**Challenge 1:**
In the records, lay out the lines as a numbered list, leaving out blank lines. Begin with the line containing "Target: sunlit grass" and continue through the last line of the records.

**Reading passage:**
--
Gian-Carlo Pascutto · Thu Mar 12, 2009 12:07 am

Zach Wegner wrote:Well it actually can if you use what GCP suggested.
Code: Select all
nodes = 1 << depth; // rough approximation based on ebf=2
prob = 1 / &#40;1 + pow&#40;10, -score/4&#41;); // floating point score, see http&#58;//chessprogramming.wikispaces.com/Pawn+Advantage%2C+Win+Percentage%2C+and+ELO
ucb = score + k*sqrt&#40;log&#40;nodes&#41;/total_nodes&#41;;
best_score = max&#40;ucb&#41;;
The last line (choosing) can use some modification, but that's just a basic formula. GCP is the real expert there...

UCB only tells you what move to explore next (=to search deeper). There's no (mathematical) rule to pick the final move. But as hinted in an earlier post, you can do:

a) Pick the most explored (=deepest searched move). This works because UCB explores the best scoring moves most.
b) Pick the best scoring move. This works because UCB explores good scoring moves a lot, so if they quickly get a lot of depth if their score stays good.

The annoying case is the one I posted earlier, but you get a strong program no matter which of the above you do, though.
--
**Challenge 2:**
In the forum post, condense the paragraph beginning "UCB only tells you" into a shorter version that keeps its main facts.

Object position labeling entries
--
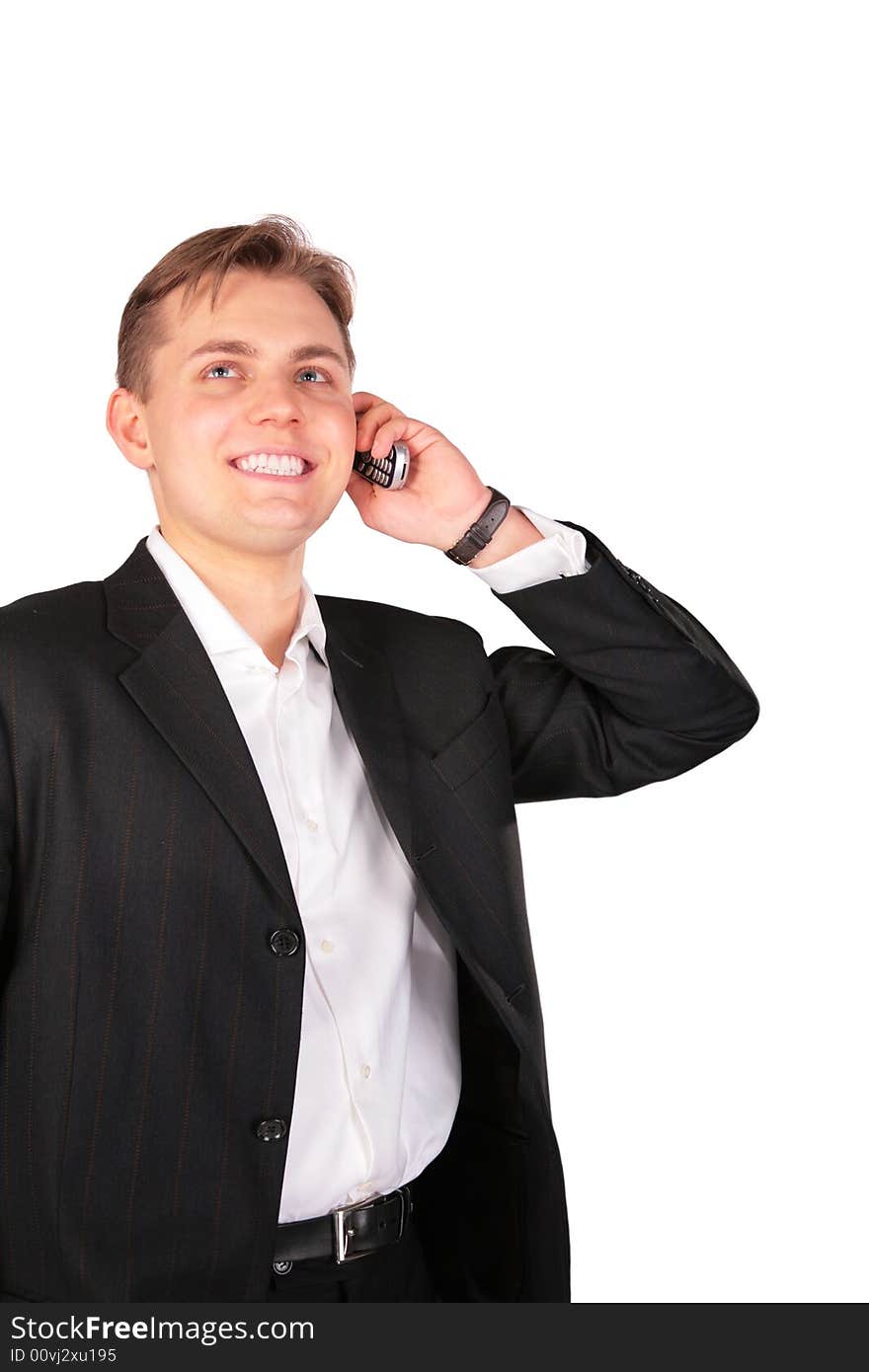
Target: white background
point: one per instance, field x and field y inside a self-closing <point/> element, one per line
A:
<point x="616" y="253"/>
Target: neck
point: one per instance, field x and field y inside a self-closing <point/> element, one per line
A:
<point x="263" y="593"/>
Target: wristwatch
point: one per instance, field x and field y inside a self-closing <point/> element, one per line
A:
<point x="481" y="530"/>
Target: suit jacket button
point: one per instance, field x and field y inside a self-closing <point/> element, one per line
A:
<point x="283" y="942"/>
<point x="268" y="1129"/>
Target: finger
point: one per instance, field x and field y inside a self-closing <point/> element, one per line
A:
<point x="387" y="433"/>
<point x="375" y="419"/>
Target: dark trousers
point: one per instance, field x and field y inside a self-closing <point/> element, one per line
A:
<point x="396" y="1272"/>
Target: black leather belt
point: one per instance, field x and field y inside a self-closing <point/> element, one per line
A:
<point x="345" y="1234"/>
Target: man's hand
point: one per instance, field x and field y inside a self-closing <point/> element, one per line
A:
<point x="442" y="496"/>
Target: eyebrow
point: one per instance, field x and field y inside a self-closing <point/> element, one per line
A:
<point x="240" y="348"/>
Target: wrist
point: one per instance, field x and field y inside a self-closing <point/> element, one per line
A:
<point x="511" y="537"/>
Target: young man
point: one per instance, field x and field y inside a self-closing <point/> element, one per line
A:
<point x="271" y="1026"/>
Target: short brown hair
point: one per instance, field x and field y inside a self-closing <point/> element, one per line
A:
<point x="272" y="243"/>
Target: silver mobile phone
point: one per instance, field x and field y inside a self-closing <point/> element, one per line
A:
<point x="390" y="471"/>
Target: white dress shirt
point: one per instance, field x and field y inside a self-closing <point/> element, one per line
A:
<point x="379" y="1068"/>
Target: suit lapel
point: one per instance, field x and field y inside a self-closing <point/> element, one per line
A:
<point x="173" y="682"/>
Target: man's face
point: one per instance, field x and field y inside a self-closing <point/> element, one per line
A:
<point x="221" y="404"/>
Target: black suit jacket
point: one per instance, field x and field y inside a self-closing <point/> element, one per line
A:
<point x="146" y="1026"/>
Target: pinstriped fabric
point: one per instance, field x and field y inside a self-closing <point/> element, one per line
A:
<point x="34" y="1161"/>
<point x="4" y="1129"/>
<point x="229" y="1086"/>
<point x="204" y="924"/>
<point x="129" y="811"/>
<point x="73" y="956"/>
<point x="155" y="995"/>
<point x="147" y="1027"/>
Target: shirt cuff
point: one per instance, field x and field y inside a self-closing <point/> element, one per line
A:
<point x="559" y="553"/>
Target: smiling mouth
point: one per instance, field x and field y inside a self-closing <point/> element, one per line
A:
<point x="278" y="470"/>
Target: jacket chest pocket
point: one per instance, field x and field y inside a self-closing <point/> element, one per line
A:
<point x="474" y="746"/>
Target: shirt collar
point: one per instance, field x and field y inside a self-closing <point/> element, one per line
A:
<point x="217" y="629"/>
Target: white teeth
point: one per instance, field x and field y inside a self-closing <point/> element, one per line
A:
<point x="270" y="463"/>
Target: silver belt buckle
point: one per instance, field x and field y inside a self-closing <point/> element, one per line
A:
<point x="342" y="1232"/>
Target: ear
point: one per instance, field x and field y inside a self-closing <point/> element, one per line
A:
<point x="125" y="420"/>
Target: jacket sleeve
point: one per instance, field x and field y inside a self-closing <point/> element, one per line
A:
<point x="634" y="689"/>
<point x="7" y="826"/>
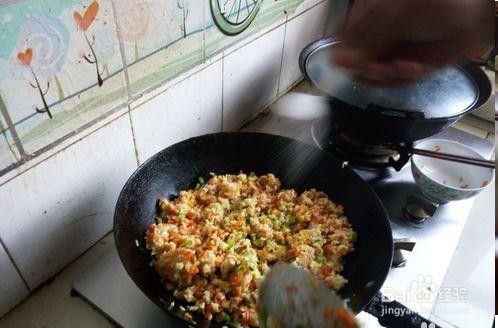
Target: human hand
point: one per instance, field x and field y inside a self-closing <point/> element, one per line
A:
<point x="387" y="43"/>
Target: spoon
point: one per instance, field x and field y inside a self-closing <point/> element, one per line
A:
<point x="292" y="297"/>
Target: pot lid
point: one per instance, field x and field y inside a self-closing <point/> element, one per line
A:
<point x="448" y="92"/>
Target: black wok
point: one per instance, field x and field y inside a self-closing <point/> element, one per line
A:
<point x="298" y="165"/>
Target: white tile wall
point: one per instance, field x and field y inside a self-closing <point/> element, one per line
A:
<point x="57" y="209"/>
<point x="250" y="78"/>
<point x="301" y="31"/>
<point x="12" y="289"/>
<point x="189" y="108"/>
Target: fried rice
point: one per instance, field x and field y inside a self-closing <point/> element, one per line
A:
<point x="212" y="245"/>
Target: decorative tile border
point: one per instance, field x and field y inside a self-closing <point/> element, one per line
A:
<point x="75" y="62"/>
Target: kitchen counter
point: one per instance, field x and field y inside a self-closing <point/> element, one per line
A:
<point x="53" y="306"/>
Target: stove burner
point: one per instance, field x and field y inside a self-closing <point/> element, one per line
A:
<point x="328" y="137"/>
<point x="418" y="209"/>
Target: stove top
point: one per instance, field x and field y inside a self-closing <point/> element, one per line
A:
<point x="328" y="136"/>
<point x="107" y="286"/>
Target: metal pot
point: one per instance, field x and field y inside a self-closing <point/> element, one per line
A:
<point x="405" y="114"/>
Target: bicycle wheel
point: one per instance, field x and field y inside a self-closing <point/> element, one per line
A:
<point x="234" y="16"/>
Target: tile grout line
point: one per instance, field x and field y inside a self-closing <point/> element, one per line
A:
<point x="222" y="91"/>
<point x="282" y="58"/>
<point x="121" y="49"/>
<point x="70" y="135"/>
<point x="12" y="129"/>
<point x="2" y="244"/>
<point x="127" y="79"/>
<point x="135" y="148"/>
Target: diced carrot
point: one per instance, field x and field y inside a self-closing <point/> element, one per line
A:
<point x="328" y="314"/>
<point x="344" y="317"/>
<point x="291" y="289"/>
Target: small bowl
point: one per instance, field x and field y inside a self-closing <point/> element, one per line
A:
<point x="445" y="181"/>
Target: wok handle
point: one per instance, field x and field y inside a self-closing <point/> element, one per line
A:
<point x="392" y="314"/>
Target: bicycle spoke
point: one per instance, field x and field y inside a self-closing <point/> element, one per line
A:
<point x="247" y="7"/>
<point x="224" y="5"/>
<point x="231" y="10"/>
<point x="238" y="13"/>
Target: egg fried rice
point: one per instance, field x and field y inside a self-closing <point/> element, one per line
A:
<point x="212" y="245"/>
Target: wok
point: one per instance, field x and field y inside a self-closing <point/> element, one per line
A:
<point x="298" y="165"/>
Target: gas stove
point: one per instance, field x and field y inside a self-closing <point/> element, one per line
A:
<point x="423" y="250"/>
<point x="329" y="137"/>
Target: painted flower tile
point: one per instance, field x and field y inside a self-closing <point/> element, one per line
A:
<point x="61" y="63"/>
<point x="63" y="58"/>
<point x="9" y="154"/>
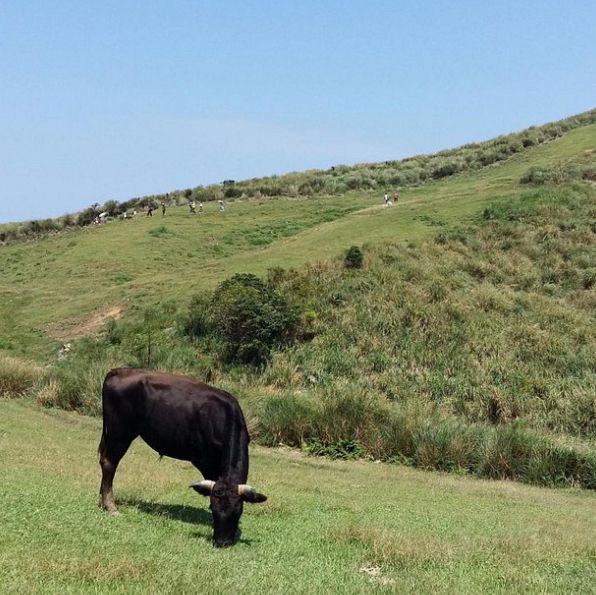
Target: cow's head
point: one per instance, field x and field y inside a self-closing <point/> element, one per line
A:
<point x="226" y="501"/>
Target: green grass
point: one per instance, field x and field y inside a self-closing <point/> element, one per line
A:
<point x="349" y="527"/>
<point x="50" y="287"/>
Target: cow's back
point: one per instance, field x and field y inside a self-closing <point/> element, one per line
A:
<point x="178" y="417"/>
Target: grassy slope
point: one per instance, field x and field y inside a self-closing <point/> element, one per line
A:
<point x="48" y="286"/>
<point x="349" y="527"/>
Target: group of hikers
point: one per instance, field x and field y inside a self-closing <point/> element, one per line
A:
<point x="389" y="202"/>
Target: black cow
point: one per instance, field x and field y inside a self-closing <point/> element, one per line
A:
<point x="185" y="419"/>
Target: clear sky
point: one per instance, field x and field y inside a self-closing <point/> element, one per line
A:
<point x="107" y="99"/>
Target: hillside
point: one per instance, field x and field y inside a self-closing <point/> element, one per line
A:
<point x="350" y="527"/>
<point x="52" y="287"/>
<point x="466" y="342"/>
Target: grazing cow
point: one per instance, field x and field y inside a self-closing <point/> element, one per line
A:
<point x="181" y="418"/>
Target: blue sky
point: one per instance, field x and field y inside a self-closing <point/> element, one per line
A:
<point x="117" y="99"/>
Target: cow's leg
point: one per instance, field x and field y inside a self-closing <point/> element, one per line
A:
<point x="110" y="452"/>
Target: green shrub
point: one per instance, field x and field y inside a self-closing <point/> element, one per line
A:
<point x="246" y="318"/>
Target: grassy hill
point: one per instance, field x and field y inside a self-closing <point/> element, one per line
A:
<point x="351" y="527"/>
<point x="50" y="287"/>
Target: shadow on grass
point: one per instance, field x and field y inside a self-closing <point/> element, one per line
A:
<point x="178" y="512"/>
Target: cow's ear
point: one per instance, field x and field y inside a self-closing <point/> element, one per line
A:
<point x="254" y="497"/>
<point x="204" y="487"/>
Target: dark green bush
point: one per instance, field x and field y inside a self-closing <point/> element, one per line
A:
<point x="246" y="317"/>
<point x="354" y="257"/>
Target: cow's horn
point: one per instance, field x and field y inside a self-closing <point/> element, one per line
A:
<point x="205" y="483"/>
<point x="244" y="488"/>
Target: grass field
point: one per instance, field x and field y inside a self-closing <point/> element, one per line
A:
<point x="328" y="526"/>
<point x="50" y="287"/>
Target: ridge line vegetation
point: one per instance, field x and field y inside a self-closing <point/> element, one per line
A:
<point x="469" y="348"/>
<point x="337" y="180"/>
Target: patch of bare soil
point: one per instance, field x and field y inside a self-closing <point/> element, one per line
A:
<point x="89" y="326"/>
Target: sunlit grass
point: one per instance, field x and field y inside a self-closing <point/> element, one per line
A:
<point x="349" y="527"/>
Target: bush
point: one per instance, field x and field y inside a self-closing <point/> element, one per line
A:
--
**Full solution 1:**
1. Target: sunlit grass
2. point: one per instance, field x and field y inside a self-closing <point/> element, one per line
3. A:
4. <point x="349" y="527"/>
5. Target: bush
6. point: one per instance, field x and field y inside a self-closing <point/> element, one per line
7. A:

**Full solution 2:**
UCB indicates only which move to explore (search deeper) next. No mathematical rule exists for choosing the final move, but an earlier post hinted at ways to do it.